Lista de tarefas:
a) Reescreva em forma de lista, de modo mais breve, o parágrafo do trecho sobre sutura elástica que começa com "Relata-se neste trabalho". Mantenha os fatos principais.
b) Resuma em duas frases o trecho sobre sutura elástica.
c) Prossiga com o trecho sobre sutura elástica a partir do ponto em que ele termina.

Trecho para leitura:
Relata-se neste trabalho o uso da sutura elástica como adjuvante no fechamento de ferida cirúrgica provocada por fasciotomia descompressiva após síndrome do compartimento associada a fratura exposta de tíbia. Muito usada em outras especialidades médico-cirúrgicas, a técnica não é habitual em ortopedia; entretanto, a simplicidade do procedimento e o resultado satisfatório observado neste caso permite reputá-la como indicada para situações similares à apresentada neste trabalho.

Palavras-chave:
Fáscia/cirurgia; Fraturas ósseas; Tíbia; Sutura/utilização

ABSTRACT

This article reports the use of elastic suture as an adjuvant in surgical wound closure caused by decompressive fasciotomy after compartment syndrome associated with a compound fracture of the tibia. Widely used in other medico-surgical specialties, this technique is unusual in orthopedics surgery, but the simplicity of the procedure and the successful outcome observed in this case allows for its consideration as indicated for situations similar to that presented in this study.

Keywords:
Fascia/surgery; Fractures, bone; Tibia; Sutures/utilization

Introdução

A sutura elástica de feridas permite fechamento progressivo da lesão, abrange todas as suas camadas, restaura a anatomia normal e restitui todas as funções de contenção e resistência dos planos cutâneos, sem gerar novos fatores de morbidade para o paciente. Foi usada pela primeira vez para aproximar os bordos de uma fasciotomia pós-síndrome compartimental em membro superior.11. Raskin KB. Acute vascular injuries of the upper extremity. Hand Clin. 1993;9(1):115-30.

Registros fornecidos:
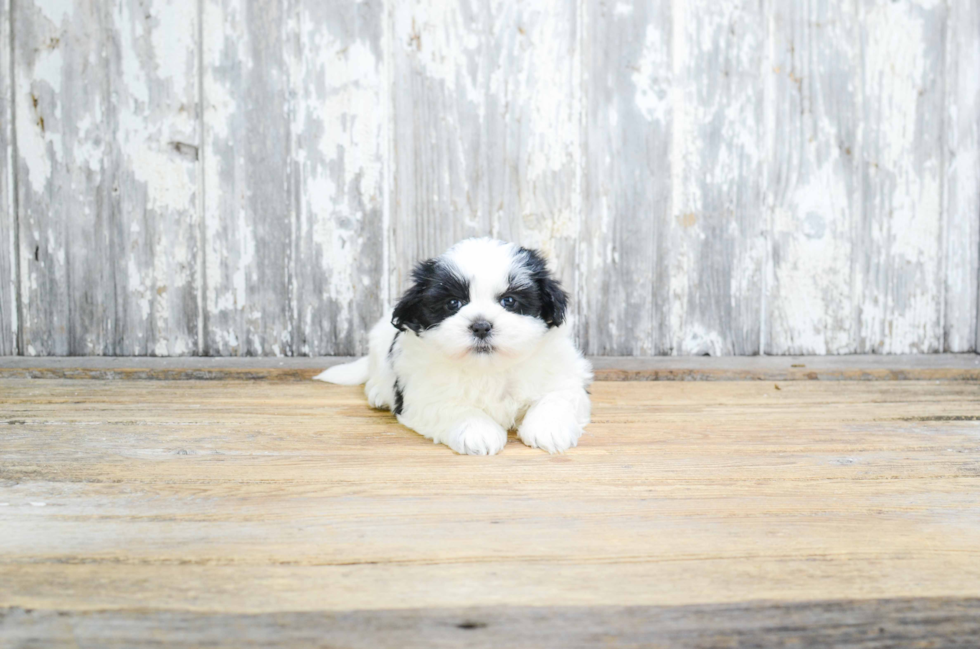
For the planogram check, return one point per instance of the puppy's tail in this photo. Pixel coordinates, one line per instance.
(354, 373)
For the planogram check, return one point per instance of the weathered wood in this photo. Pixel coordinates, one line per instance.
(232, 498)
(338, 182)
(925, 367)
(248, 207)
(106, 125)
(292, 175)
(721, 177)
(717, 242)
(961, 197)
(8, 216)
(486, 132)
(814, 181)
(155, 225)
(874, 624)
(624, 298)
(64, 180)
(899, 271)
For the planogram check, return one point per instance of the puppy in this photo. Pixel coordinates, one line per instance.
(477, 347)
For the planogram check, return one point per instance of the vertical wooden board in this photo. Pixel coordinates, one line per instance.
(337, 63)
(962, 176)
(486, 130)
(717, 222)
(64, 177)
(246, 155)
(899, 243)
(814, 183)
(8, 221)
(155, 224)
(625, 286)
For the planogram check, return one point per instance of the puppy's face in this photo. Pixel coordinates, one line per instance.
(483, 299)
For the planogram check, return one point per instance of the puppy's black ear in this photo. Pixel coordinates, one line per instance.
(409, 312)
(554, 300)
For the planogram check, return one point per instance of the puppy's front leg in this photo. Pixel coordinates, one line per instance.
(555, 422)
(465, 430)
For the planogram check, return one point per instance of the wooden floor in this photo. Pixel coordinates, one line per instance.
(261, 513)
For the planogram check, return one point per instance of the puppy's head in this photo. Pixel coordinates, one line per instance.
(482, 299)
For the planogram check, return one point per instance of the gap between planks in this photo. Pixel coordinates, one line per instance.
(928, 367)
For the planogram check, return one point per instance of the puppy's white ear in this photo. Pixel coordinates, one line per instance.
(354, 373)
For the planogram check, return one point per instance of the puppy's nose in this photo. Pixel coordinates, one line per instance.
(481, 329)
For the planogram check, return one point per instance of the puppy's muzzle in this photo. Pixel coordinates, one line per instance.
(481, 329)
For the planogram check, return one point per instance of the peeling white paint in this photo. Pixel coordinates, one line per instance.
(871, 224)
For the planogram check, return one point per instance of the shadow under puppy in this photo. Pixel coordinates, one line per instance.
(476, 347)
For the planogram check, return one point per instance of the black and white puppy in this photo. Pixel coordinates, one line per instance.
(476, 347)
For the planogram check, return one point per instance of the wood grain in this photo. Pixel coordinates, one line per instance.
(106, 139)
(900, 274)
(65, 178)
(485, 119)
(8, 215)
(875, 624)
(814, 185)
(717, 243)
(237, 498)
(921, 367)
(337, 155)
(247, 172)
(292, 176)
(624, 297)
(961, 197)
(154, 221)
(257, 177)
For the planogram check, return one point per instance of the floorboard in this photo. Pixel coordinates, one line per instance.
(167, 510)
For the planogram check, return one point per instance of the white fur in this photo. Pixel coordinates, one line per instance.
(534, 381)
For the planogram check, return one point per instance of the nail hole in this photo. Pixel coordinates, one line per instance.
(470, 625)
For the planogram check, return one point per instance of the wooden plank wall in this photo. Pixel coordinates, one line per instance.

Respostas aos problemas:
a)
- O trabalho relata o uso da sutura elástica como adjuvante no fechamento de ferida cirúrgica causada por fasciotomia descompressiva.
- A fasciotomia foi feita após síndrome do compartimento associada a fratura exposta de tíbia.
- A técnica é muito usada em outras especialidades médico-cirúrgicas, mas não é habitual em ortopedia.
- Pela simplicidade do procedimento e pelo resultado satisfatório no caso, a técnica pode ser considerada indicada para situações semelhantes.

b) O trecho relata o uso da sutura elástica como adjuvante no fechamento da ferida de uma fasciotomia descompressiva, feita após síndrome do compartimento associada a fratura exposta de tíbia. A técnica não é habitual em ortopedia, mas permite o fechamento progressivo da lesão sem gerar novos fatores de morbidade e, pela simplicidade e pelo resultado satisfatório, é considerada indicada para casos semelhantes.

c)
O objetivo deste trabalho foi relatar o uso da sutura elástica no fechamento de ferida cirúrgica de fasciotomia pós-síndrome do compartimento em perna com fratura traumática em terço proximal da tíbia e fíbula associadas a lesão vascular.

Relato do caso

Paciente masculino, 30 anos, vítima de atropelamento por veículo de passeio, sofreu fratura exposta em tíbia e fíbula, foram feitas a lavagem mecanocirúrgica e a fixação externa transarticular entre o fêmur e a tíbia em um hospital público do Estado do Rio de Janeiro e foi transferido em seguida para nosso serviço.

Ao exame clínico-ortopédico, o paciente apresentava dor branda, edema ++ + +/4+, sutura na face anterior da perna, com perfusão capilar normal e pulso de difícil palpação no membro acometido. Foram feitas radiografias para rotina de trauma e do membro inferior, bem como tomografia do membro lesionado. Os exames de imagem evidenciaram lesões apenas na perna, com fratura multifragmentar do terço proximal da tíbia e fíbula alinhadas, estabilizadas e mantidas por fixador externo transarticular (fig. 1). Os exames laboratoriais demonstraram alterações em relação aos parâmetros de normalidade para os seguintes itens: neutrófilos, 9128; PCR 34,4 e CK 3940.

Figura 1 -
a,radiografia simples em perfil; b, radiografia simples em anteroposterior; c, tomografia em perfil; d, tomografia em anteroposterior.

O paciente evoluiu em algumas horas com dor progressiva e intensa, que não melhorou com uso de analgésico, parestesia em hálux ipsilateral, edema e pele tensa e brilhante, foi feita a fasciotomia descompressiva. Durante o ato cirúrgico verificou-se rompimento do tronco tibiofibular e foi feita sua ligadura. Não houve sutura direta da fasciotomia, o local da incisão foi protegido por curativos oclusivos (fig. 2). O paciente foi levado para a unidade de tratamento intensivo para tratamento de rabdomiólise.

Figura 2 -
Fasciotomia descompressiva.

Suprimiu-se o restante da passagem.